[Referring expression data]
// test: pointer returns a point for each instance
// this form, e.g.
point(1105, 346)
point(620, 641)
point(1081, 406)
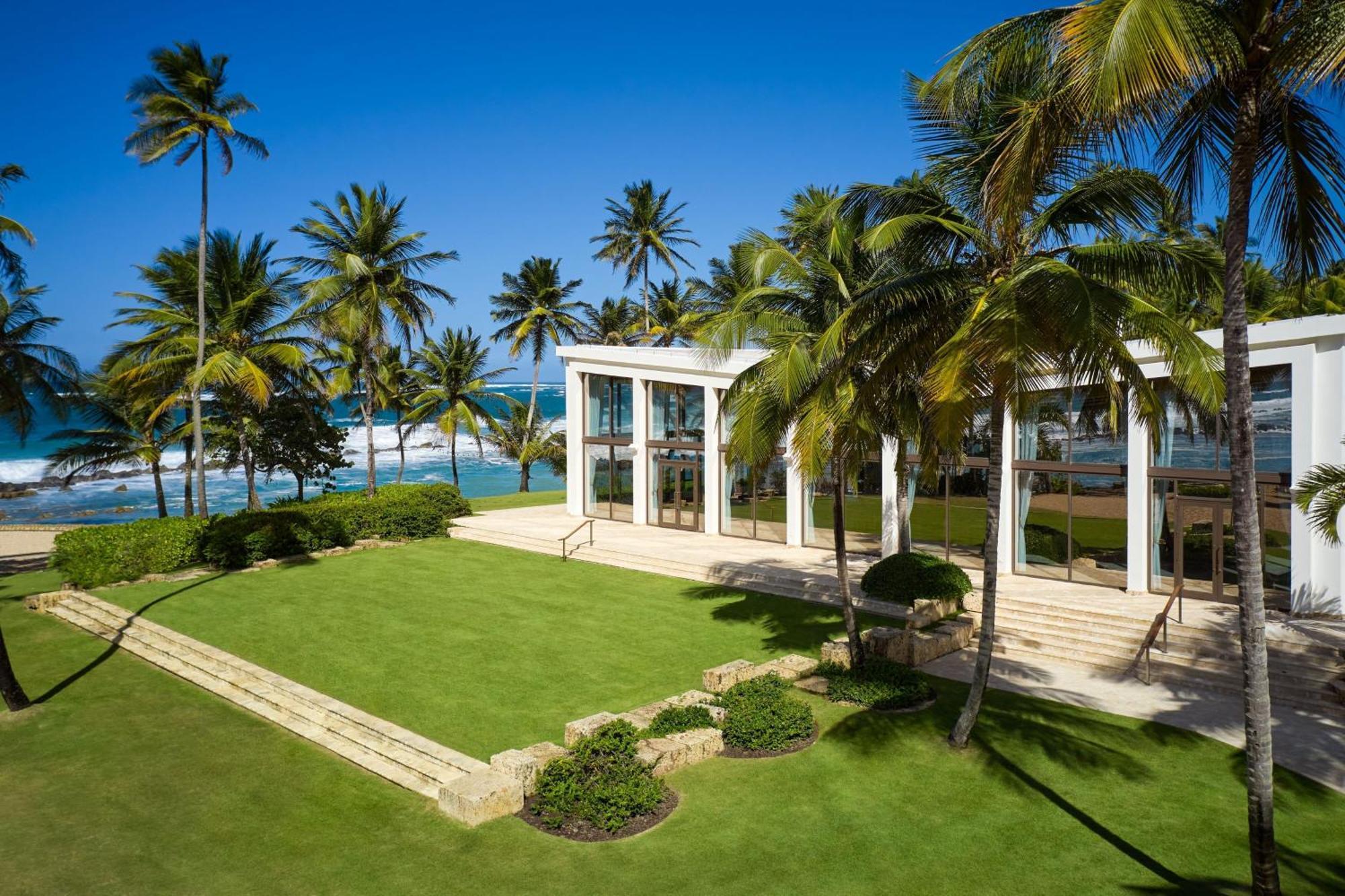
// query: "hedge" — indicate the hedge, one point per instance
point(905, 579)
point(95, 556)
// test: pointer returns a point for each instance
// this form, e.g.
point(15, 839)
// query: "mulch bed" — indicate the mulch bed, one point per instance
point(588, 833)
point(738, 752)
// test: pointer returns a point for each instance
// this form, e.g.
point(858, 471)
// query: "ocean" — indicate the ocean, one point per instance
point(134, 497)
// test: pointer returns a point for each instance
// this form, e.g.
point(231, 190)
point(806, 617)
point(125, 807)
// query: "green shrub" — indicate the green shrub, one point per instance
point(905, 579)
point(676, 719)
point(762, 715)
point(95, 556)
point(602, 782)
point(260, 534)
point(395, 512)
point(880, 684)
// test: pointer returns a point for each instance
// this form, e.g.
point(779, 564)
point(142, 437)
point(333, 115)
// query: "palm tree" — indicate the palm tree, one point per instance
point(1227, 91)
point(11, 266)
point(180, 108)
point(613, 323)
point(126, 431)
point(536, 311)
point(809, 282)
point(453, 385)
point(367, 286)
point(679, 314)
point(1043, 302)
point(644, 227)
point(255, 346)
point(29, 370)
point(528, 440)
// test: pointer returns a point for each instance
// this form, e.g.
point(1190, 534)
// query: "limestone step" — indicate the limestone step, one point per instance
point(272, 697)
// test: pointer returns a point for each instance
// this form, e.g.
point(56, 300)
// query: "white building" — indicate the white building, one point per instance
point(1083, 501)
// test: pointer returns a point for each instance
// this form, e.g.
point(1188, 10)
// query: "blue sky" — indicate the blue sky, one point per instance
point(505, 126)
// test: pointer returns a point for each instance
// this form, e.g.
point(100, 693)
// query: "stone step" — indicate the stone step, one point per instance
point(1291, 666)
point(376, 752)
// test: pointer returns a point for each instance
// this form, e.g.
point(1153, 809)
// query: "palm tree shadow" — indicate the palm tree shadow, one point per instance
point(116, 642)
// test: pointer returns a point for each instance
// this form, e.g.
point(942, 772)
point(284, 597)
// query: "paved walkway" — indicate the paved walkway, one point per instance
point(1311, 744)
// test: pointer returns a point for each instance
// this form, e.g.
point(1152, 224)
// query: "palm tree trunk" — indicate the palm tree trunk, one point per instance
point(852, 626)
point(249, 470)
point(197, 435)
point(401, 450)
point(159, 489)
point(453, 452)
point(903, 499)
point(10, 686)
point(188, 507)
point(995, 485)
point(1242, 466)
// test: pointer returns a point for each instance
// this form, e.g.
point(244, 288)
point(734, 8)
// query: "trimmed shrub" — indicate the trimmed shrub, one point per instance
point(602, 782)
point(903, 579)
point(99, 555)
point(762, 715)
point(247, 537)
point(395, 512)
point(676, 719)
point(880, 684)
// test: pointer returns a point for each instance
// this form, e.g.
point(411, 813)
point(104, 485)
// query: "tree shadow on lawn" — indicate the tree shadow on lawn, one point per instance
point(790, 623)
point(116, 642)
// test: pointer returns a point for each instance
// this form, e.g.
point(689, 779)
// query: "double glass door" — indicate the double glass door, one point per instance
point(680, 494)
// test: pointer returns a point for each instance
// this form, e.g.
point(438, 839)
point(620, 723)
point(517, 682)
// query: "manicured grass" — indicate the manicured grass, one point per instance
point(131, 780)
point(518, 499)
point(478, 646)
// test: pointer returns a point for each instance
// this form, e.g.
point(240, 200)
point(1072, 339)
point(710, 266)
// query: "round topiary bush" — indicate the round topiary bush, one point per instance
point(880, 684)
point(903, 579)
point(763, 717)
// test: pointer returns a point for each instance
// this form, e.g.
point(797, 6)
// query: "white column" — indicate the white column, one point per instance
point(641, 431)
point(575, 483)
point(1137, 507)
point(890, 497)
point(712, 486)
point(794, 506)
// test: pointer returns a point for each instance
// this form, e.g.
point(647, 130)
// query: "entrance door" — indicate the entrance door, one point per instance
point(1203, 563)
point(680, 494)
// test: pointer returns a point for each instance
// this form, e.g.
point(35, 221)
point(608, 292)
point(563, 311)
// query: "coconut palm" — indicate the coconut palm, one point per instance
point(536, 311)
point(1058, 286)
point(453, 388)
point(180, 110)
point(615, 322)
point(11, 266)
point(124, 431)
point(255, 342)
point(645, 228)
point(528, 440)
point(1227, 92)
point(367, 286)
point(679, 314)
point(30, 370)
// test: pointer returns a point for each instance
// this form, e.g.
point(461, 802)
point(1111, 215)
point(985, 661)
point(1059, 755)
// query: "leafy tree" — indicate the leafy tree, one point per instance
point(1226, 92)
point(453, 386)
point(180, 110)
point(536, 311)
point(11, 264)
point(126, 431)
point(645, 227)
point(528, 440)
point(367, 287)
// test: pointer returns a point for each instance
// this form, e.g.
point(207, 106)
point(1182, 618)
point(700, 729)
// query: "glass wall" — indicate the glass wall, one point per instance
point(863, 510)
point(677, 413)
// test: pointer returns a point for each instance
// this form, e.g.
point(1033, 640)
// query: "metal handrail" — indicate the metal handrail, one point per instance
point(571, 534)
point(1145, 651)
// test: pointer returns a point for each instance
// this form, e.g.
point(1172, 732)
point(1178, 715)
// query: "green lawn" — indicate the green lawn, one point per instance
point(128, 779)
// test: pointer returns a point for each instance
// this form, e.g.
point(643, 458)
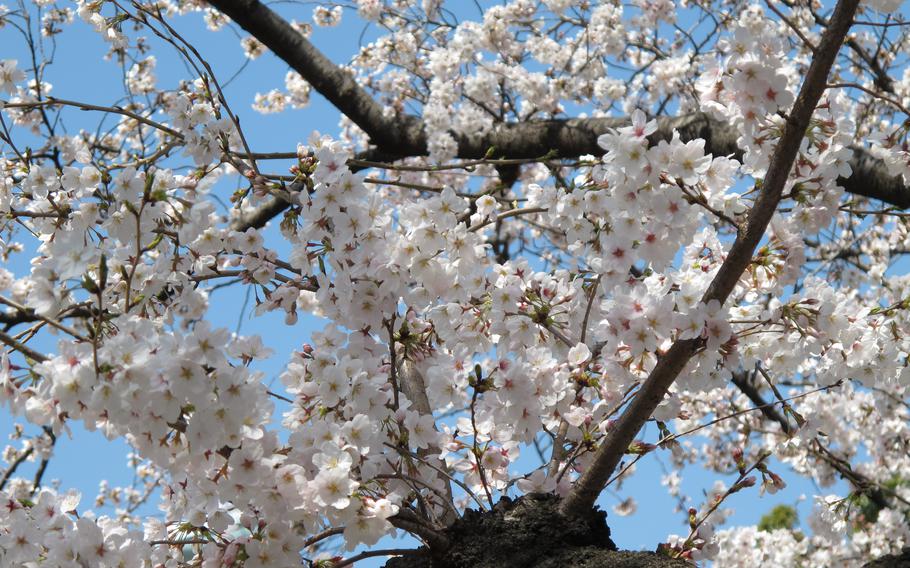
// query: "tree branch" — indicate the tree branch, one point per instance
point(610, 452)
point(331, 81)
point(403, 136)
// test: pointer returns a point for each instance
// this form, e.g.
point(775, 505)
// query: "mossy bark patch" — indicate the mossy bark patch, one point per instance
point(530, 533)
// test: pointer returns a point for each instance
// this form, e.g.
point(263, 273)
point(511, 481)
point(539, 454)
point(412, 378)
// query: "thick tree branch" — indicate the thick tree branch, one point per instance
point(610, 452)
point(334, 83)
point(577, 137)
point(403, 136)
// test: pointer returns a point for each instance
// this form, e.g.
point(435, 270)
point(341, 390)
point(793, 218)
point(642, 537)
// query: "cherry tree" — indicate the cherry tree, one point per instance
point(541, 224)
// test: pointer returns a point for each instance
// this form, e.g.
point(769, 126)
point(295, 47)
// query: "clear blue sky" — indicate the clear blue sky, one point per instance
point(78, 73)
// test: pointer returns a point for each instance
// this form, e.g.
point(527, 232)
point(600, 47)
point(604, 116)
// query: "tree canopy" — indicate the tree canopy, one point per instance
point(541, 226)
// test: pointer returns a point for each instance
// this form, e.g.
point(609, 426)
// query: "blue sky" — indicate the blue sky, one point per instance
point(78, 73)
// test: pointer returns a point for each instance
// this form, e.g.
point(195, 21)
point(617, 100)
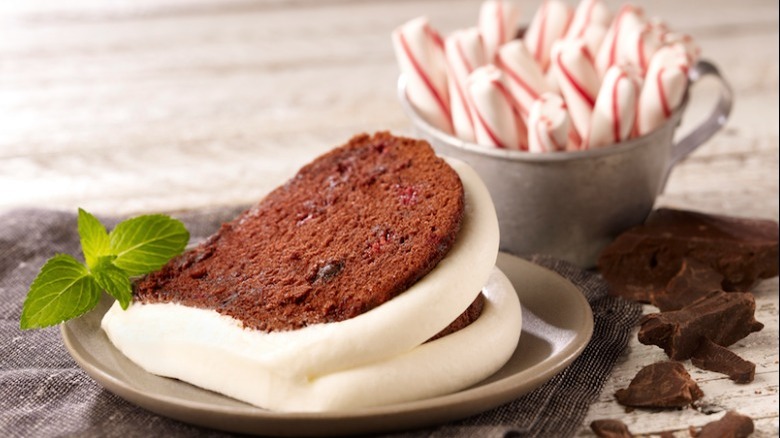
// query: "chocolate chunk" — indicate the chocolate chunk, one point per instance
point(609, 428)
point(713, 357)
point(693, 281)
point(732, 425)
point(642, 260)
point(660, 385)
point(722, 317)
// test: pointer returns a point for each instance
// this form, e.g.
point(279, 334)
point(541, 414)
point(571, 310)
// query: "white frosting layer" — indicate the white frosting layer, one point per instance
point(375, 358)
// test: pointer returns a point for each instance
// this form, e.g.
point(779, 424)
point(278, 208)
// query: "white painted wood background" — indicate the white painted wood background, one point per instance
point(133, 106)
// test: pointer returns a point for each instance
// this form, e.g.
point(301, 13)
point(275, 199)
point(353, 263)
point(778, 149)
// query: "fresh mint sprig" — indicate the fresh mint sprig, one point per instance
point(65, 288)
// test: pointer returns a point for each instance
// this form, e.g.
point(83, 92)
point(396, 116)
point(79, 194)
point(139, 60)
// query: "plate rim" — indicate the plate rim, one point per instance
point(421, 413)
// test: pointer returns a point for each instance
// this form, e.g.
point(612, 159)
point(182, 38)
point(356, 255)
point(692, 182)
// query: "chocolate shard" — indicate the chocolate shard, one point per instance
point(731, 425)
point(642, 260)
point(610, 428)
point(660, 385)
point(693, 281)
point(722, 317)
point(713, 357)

▶ _TASK_: With the pictures removed, print only the lines starting at the line that has "point(700, 729)" and ending at the line that has "point(412, 378)", both ends included, exactly as they stand above.

▶ _ANSWER TO THE PROBLEM_:
point(700, 729)
// query: "glass wall" — indicate the glass wall, one point per instance
point(863, 510)
point(677, 413)
// test: pointer returns a point for each instance
// this form, e.g.
point(1033, 640)
// query: "metal handrail" — indicate the metal handrail, one point per instance
point(571, 534)
point(1145, 651)
// test: pointer returns a point for each instance
// this form, e.g.
point(1172, 732)
point(1178, 715)
// query: "green lawn" — indicate the green lawn, one point per instance
point(128, 779)
// test: pointer returns a point for each instance
// this form, e.g.
point(643, 458)
// query: "tree branch" — indicate the tree branch, one point per instance
point(610, 452)
point(331, 81)
point(403, 136)
// test: pointer returns a point for each instance
// this form, e.g.
point(775, 505)
// query: "mossy bark patch" — indicate the mossy bark patch, one point per instance
point(530, 533)
// test: pointer returns a point for each instance
// this form, e.g.
point(263, 273)
point(511, 481)
point(539, 454)
point(412, 378)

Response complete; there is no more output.